- The input:

---

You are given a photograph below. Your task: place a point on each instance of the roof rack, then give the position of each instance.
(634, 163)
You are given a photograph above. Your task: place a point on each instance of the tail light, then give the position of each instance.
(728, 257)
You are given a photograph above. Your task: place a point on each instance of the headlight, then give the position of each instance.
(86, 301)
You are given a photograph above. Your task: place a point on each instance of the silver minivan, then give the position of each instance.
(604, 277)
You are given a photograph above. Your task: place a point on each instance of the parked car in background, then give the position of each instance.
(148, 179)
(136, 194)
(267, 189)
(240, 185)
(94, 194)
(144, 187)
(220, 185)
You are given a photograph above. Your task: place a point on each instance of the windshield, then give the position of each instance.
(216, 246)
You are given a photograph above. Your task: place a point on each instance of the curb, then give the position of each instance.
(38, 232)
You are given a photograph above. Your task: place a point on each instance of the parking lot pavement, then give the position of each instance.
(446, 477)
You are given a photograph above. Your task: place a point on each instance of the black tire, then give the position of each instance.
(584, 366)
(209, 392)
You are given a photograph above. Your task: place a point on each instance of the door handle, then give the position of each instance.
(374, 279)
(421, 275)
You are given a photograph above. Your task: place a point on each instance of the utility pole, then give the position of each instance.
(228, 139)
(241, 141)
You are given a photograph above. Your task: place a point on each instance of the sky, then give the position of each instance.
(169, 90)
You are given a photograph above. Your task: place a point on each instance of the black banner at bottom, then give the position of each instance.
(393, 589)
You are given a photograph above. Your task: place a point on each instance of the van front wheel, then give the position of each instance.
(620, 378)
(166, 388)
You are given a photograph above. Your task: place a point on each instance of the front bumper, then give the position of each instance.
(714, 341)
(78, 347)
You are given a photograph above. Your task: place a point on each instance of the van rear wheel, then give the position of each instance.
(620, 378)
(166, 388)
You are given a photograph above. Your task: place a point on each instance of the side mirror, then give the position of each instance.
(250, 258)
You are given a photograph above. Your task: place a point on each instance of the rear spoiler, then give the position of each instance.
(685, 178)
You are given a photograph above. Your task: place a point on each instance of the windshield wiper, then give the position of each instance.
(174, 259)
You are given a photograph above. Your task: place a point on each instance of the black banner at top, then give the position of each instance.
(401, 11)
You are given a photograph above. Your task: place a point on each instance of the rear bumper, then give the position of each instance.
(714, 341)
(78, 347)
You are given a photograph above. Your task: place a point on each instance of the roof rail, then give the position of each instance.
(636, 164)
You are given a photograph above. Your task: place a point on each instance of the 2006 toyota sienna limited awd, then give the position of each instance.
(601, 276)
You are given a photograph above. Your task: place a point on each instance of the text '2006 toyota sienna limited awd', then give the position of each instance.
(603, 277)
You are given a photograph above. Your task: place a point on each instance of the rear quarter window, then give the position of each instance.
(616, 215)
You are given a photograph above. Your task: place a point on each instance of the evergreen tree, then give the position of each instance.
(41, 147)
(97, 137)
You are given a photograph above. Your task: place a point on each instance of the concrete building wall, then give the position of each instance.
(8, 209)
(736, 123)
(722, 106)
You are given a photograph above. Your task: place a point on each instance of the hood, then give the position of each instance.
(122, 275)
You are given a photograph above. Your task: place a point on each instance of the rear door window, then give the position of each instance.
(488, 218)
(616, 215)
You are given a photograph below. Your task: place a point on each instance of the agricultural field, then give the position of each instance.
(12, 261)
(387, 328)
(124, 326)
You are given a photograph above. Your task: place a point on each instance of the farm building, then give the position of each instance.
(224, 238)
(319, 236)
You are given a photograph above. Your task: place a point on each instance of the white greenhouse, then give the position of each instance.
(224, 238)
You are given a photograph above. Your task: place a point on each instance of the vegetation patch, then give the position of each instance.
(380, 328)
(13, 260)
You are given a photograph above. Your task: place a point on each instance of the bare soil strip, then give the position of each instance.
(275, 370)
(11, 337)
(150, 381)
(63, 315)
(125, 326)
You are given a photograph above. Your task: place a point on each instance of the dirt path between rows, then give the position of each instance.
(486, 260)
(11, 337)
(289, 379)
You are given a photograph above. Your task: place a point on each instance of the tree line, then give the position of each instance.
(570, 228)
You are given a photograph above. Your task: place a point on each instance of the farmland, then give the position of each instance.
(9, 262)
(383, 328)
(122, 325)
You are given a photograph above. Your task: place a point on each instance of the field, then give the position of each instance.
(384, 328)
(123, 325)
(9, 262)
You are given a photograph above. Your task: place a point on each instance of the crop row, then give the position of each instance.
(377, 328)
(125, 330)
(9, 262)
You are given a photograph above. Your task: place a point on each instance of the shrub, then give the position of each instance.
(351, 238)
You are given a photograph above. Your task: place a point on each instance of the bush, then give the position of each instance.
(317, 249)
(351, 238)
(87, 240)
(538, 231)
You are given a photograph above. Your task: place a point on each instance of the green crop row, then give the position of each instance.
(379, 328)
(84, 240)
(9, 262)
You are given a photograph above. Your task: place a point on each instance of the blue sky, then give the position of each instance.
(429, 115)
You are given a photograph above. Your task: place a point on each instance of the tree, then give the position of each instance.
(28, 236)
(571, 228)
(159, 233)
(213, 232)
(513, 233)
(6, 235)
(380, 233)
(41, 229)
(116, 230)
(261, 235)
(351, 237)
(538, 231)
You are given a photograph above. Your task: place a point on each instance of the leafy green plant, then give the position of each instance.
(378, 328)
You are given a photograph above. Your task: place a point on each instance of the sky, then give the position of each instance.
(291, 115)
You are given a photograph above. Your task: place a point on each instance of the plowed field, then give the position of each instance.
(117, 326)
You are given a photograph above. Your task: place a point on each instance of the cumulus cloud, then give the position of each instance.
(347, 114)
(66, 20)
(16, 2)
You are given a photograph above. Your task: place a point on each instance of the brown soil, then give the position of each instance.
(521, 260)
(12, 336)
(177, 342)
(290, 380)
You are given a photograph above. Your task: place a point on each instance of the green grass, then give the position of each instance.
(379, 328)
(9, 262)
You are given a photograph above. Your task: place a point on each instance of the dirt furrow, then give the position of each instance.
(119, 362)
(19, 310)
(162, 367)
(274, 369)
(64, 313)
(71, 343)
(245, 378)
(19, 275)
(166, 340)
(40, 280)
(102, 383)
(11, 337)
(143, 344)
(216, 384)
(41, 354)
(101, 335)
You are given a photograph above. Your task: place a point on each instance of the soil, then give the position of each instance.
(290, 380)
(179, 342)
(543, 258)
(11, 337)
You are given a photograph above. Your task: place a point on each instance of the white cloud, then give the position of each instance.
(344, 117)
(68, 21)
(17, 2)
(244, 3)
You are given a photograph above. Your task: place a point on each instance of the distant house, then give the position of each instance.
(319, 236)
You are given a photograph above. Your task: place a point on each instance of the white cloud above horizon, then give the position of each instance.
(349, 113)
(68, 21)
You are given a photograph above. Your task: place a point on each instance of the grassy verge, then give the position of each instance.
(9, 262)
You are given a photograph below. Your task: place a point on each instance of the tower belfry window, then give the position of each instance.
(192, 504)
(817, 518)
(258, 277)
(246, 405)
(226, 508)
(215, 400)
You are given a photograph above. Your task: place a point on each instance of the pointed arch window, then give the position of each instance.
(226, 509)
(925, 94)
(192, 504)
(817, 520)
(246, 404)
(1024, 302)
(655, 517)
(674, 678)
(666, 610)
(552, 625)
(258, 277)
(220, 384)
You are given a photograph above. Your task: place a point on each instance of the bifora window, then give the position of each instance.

---

- Exercise instructions: Repeat the records above word for word, from the line containing "verge, then give the position of each instance." down to the final line of the records, including both of those lines.

- Finished answer:
You are given a photograph above. Your task: place a point on each instance of the grassy verge, then give the position of each instance.
(9, 262)
You are given a photograph below. Your task: place a point on each instance of the tower belfry window, then give the position of each instance.
(192, 504)
(817, 518)
(258, 277)
(246, 405)
(226, 508)
(215, 400)
You are given a photograph above. Your task: place a point on each instance of the pointed arch window, then give the position of each instance.
(226, 509)
(925, 94)
(192, 504)
(817, 520)
(246, 404)
(1024, 302)
(655, 517)
(674, 678)
(666, 610)
(552, 625)
(258, 277)
(220, 384)
You are given a photograph above. Your task: place a point on each instance of the bifora window, then give the position of each instance.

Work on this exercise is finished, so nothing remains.